#### [Aim of the task]
Quote every line of the material beneath this one.
#####
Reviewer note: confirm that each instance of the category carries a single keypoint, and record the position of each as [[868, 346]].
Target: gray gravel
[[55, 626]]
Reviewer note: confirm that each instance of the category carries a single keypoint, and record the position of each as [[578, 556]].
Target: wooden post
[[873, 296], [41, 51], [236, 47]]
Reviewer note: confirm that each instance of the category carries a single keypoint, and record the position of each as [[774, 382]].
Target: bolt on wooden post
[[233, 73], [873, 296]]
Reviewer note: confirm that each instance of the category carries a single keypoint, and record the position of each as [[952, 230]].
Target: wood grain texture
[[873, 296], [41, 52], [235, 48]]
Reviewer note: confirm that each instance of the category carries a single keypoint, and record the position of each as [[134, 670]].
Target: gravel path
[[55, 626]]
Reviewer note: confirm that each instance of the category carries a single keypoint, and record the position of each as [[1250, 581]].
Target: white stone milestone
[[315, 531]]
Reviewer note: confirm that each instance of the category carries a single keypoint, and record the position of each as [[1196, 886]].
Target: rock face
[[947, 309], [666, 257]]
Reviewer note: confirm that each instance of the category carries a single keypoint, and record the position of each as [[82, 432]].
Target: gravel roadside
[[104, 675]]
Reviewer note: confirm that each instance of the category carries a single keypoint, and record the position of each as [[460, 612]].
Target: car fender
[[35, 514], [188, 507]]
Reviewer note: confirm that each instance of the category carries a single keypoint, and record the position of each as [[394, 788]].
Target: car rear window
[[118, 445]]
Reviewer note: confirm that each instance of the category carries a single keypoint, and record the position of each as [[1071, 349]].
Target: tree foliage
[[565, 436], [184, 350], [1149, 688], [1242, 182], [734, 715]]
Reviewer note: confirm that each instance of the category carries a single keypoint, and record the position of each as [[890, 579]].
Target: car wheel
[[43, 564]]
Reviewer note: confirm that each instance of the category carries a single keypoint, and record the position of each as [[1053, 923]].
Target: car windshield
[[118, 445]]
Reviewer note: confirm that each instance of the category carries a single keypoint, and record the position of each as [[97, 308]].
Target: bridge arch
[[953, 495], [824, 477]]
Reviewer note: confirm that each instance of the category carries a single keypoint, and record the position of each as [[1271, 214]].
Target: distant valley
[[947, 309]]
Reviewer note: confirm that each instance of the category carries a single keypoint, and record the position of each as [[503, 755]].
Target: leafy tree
#####
#### [Exercise response]
Reviewer note: confirm that each instance of the category carries a single keypoint, and record the position of each as [[868, 346]].
Target: gray gravel
[[55, 626]]
Reviewer note: confirm that each instance of the category carries a single keypoint, and record the position of each as [[578, 556]].
Target: wooden post
[[873, 296], [41, 51], [236, 47]]
Reviewer note: confirm that each instance of the category carries a single keypoint, and record the position of each as [[774, 382]].
Target: bolt on wooden post
[[233, 73], [873, 296]]
Reviewer note: confirm that each instance of the category carries a single keypoint, and record the position of each as [[952, 230]].
Target: wood grain texture
[[873, 296], [41, 52], [235, 48]]
Reviewer note: confirm that each instance of the category carries a single keypoint, and record the position of each as [[134, 670]].
Target: gravel path
[[55, 626]]
Reviewer note: confirm that each instance of the category carries a single keypoint, and record the position of each as [[1250, 581]].
Target: white stone milestone
[[315, 531]]
Reviewer note: confirm that each instance of the category carries a single keypoint, and record the position of each as [[1196, 886]].
Target: rock face
[[947, 309], [666, 257]]
Reviewer note: confirm that each instance of the category carries a single keypoint, and record the position of each as [[82, 432]].
Target: gravel roadside
[[104, 675]]
Reviewer note: confirm that each instance of the category carries a single keypoint, and record the position of each as [[460, 612]].
Target: car fender
[[35, 514], [188, 507]]
Reviewer note: confirm that each instance of the category carries a single keypoint, and record the position of each as [[394, 788]].
Target: car rear window
[[118, 445]]
Reviewer note: confirm that each instance of the category carries a single keypoint, and record the position of each as [[1071, 349]].
Target: tree foliage
[[565, 436], [184, 350], [1149, 688], [1242, 182], [734, 715]]
Reviewer note: confirm that each instance of the category carries a single keypoint, and record the position of each as [[890, 579]].
Target: car wheel
[[43, 564]]
Reviewer note: confirm that each instance of the category carries a single keypoint, and record the position of each as [[1053, 923]].
Target: car windshield
[[118, 445]]
Reviewer note: confirm that each instance of the category carries a single keypoint, and record the position of each as [[97, 308]].
Target: bridge arch
[[953, 495], [824, 477]]
Reviewer note: confirm that each instance of the category carries a single keypoint, and record the position of each as [[1271, 214]].
Target: distant valley
[[947, 309]]
Reviewer note: confirm that each instance of the category carries a single keypoint, and record the position of each as [[503, 755]].
Target: leafy tree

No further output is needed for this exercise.